**Task details**
Using the data below, output the first line and every line after it up to and including the line containing "104, row 23.", exactly as written and with nothing added.

[[ Material shown, beginning ]]

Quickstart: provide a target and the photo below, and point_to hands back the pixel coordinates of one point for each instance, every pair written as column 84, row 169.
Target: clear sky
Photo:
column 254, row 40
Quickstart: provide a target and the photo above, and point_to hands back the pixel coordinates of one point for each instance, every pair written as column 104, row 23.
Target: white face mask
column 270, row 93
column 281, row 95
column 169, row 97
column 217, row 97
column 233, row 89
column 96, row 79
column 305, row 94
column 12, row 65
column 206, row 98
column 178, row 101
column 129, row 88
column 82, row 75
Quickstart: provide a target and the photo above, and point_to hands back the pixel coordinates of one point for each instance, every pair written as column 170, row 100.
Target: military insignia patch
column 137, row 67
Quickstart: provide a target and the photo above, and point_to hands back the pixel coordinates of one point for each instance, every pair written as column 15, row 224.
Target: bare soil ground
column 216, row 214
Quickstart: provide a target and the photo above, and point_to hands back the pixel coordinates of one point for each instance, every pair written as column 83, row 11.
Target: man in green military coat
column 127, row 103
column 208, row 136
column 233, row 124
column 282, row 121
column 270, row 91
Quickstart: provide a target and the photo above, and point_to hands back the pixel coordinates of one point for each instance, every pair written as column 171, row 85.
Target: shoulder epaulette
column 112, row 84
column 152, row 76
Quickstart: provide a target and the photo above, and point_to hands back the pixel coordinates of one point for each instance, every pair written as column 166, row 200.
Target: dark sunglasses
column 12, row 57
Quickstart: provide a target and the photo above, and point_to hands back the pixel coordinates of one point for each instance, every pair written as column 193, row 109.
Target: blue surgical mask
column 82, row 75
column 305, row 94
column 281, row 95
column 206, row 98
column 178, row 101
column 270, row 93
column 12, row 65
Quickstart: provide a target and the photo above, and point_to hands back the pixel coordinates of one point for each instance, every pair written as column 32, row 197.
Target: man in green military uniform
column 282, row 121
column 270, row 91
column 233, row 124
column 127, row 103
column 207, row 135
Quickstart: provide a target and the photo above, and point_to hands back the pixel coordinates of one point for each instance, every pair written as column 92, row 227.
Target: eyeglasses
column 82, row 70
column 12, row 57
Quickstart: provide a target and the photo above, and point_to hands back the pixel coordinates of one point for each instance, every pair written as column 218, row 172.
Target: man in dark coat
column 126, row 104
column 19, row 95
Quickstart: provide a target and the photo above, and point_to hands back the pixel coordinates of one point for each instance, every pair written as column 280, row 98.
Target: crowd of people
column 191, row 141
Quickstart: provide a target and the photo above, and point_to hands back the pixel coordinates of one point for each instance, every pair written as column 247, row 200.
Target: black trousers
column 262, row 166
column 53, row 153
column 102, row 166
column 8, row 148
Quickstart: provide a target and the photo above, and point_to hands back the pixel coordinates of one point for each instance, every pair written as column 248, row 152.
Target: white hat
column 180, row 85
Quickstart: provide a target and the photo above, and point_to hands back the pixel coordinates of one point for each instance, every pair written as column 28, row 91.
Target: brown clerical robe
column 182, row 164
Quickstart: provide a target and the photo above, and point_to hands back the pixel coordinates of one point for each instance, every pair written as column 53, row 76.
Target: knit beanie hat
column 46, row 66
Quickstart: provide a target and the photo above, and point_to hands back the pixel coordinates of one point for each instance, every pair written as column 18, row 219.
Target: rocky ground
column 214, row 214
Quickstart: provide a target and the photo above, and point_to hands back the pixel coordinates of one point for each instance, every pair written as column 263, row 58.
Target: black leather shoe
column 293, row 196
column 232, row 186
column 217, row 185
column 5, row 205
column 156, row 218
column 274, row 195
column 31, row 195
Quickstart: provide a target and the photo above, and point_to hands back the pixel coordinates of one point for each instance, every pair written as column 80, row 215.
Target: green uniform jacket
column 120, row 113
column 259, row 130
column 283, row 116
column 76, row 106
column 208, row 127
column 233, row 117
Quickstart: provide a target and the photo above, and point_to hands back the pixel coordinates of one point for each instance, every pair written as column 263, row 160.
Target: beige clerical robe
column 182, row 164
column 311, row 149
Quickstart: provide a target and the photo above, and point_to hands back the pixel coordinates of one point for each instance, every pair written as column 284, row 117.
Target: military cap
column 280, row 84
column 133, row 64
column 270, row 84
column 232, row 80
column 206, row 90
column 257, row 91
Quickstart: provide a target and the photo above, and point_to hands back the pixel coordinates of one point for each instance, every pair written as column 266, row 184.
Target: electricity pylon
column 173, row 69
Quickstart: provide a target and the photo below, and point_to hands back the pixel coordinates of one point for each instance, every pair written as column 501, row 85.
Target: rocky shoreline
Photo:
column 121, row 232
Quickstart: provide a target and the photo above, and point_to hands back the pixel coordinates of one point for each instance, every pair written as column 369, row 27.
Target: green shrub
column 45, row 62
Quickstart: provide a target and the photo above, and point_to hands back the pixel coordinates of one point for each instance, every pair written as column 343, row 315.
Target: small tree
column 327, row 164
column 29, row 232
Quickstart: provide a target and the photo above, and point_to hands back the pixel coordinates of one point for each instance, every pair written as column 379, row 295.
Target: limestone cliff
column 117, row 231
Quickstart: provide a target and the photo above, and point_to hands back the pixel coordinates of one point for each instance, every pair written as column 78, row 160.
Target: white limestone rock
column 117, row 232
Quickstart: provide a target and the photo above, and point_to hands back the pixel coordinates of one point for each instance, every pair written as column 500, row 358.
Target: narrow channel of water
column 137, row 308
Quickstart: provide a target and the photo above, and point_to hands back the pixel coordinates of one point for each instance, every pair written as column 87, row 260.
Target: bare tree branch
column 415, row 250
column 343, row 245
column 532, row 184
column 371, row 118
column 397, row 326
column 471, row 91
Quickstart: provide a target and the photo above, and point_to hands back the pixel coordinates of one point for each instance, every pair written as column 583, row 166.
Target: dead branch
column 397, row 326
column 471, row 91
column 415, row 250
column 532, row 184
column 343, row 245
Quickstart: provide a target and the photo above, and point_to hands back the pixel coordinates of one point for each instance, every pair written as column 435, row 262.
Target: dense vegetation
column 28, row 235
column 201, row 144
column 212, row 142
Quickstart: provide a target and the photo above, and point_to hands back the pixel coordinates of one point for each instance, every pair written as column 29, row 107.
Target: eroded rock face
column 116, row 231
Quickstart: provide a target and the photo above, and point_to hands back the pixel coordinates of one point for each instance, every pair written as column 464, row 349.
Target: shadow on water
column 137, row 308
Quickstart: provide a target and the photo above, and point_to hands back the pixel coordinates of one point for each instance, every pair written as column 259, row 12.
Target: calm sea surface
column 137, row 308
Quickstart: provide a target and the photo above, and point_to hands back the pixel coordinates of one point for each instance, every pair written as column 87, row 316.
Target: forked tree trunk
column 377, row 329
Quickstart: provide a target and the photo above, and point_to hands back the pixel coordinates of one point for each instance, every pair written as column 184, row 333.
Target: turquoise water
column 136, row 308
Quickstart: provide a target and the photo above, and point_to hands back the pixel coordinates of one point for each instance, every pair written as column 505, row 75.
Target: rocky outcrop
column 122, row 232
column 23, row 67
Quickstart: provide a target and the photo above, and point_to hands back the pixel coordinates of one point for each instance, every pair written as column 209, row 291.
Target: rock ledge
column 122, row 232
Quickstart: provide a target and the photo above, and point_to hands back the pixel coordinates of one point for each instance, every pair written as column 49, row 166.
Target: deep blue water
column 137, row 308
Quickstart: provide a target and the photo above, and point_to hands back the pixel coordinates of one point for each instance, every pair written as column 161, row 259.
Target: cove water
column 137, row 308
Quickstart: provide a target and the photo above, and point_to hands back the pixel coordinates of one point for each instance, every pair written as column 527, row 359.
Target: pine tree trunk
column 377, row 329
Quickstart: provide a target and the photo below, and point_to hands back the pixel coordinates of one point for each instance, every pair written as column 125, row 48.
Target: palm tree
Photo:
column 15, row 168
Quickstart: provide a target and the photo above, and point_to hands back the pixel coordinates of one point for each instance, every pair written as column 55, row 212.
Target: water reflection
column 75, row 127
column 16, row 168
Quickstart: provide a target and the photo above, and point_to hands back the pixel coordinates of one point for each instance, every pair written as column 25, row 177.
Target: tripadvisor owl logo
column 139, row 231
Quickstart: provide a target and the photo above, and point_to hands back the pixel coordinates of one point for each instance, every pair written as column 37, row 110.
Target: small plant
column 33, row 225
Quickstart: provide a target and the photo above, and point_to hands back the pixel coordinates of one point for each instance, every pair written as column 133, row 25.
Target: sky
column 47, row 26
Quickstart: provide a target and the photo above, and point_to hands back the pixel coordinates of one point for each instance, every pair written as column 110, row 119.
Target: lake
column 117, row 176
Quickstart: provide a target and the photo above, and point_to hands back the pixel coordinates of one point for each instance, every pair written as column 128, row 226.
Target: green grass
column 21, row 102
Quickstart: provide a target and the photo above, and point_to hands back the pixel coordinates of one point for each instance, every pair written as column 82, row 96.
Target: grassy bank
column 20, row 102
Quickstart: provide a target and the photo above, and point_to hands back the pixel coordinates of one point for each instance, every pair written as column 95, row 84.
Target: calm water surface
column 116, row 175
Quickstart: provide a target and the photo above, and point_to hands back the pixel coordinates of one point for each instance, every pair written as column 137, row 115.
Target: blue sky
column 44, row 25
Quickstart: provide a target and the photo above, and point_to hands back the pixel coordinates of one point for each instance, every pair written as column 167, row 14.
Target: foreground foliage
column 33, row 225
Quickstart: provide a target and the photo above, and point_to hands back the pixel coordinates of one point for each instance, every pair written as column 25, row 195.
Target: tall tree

[[ Material shown, end ]]

**Output**
Quickstart: provide a target and the photo below, and point_to hands back the pixel coordinates of one point for each instance, every pair written as column 84, row 169.
Target: clear sky
Photo:
column 254, row 40
Quickstart: provide a target and the photo above, and point_to hands back the pixel coordinates of one point for each instance, every pair written as column 104, row 23.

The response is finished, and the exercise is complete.